Pick out every line in the items below that contains the word "black", and copy each of those lines. Case counts.

-- -- --

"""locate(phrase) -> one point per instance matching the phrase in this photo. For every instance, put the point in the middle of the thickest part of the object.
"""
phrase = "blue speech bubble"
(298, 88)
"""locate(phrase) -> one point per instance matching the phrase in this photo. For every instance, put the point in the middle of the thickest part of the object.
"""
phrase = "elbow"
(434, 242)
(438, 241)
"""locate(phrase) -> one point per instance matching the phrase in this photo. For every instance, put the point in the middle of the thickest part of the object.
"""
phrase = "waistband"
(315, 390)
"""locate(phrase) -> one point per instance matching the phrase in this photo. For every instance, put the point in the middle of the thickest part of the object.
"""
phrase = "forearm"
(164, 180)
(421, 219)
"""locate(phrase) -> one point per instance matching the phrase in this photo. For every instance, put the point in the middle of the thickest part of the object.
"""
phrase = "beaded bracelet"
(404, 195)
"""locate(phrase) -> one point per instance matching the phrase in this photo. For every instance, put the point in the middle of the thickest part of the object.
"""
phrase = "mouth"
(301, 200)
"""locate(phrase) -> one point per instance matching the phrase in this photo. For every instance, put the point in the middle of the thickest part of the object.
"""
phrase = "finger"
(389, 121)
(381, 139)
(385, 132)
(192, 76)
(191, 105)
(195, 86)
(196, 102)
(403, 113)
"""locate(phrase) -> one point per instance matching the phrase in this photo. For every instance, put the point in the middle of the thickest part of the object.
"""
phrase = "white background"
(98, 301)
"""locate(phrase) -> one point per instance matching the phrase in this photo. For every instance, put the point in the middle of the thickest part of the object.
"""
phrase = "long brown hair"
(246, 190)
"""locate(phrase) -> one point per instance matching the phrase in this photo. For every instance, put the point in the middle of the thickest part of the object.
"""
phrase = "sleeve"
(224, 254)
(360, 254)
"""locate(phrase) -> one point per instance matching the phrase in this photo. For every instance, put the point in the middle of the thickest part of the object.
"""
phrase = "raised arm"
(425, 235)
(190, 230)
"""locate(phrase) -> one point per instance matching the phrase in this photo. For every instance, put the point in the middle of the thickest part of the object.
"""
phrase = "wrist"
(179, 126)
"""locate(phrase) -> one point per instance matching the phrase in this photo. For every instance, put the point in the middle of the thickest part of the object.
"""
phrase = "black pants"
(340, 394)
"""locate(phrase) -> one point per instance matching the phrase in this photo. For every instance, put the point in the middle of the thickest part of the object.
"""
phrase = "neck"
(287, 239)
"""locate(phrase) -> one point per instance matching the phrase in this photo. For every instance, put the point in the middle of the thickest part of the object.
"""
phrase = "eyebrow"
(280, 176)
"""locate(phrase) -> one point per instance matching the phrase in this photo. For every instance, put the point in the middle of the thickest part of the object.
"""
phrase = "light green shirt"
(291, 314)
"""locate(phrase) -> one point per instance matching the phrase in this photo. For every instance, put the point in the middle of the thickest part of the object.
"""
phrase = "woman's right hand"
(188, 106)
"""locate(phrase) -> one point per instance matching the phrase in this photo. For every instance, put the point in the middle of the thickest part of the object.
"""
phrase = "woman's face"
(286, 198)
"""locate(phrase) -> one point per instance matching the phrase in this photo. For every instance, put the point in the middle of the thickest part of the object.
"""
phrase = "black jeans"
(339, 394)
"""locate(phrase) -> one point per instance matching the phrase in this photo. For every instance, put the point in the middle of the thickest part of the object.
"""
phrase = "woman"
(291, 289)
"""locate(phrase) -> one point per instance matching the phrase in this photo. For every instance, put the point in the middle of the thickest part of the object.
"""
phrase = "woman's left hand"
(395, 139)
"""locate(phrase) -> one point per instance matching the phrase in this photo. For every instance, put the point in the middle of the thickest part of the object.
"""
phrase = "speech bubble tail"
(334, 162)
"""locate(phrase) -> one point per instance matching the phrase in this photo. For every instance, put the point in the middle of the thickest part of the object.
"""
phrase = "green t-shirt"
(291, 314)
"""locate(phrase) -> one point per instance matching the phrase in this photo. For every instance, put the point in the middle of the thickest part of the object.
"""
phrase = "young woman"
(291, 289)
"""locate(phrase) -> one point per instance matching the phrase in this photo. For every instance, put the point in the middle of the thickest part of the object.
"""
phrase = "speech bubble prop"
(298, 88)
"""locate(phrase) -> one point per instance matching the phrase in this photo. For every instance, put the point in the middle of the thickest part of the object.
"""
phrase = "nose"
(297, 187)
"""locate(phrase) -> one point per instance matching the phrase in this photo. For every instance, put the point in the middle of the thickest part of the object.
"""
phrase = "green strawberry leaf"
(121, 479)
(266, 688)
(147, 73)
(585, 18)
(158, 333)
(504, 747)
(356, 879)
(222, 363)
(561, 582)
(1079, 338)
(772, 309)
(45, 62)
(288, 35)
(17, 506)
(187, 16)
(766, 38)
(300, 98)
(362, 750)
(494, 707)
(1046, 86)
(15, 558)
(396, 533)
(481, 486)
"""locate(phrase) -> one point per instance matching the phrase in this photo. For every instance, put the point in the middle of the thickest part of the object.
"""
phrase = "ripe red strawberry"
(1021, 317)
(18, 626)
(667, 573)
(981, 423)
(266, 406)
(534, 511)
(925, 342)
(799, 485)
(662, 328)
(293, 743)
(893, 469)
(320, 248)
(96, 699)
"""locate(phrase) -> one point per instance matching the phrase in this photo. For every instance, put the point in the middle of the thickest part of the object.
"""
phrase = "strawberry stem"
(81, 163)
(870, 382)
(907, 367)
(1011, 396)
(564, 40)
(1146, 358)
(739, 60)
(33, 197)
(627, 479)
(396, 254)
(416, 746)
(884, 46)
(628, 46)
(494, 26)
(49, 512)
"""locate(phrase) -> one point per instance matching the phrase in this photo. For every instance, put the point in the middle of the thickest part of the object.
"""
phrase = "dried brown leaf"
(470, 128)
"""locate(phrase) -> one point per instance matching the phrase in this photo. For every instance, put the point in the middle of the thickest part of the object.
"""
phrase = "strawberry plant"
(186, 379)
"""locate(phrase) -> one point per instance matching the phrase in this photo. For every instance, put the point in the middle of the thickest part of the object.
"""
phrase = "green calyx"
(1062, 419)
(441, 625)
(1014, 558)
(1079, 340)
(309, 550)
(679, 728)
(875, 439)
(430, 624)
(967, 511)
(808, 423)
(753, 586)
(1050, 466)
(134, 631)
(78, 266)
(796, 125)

-- -- --

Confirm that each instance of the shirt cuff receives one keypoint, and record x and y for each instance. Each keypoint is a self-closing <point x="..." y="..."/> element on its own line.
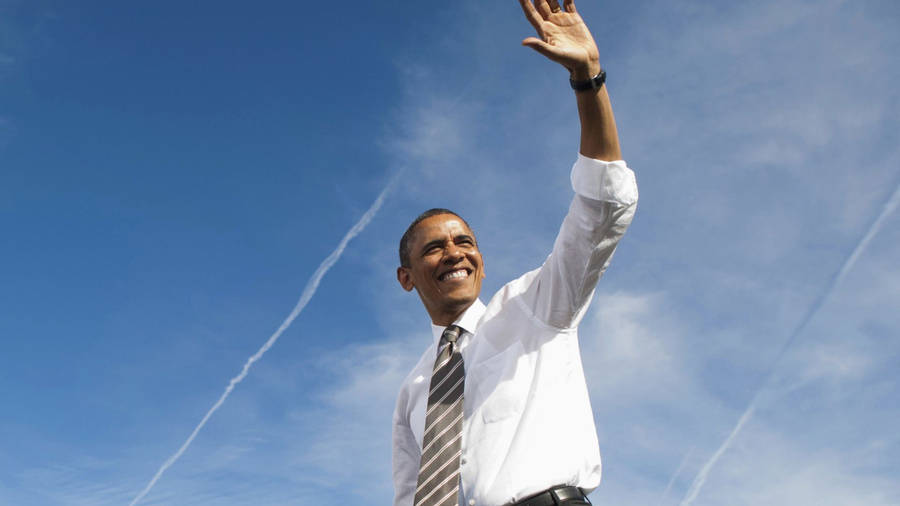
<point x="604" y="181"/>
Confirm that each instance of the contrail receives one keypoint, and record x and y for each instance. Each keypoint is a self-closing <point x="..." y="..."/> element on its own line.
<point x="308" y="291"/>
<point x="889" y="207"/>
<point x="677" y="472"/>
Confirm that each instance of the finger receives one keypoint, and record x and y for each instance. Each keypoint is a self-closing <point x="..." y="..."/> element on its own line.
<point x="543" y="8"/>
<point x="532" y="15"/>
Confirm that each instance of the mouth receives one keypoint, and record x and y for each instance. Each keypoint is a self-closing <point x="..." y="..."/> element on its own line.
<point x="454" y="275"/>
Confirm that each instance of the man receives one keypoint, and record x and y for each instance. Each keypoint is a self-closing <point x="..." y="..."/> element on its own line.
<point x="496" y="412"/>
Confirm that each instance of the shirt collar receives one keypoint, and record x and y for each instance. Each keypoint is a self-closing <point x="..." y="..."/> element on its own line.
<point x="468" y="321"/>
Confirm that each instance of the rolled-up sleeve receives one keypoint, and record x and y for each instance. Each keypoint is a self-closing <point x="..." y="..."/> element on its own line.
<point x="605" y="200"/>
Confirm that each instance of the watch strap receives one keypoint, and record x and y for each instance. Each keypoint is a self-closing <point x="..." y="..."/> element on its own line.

-- -- --

Full solution –
phrase = "black pants"
phrase = "black jeans"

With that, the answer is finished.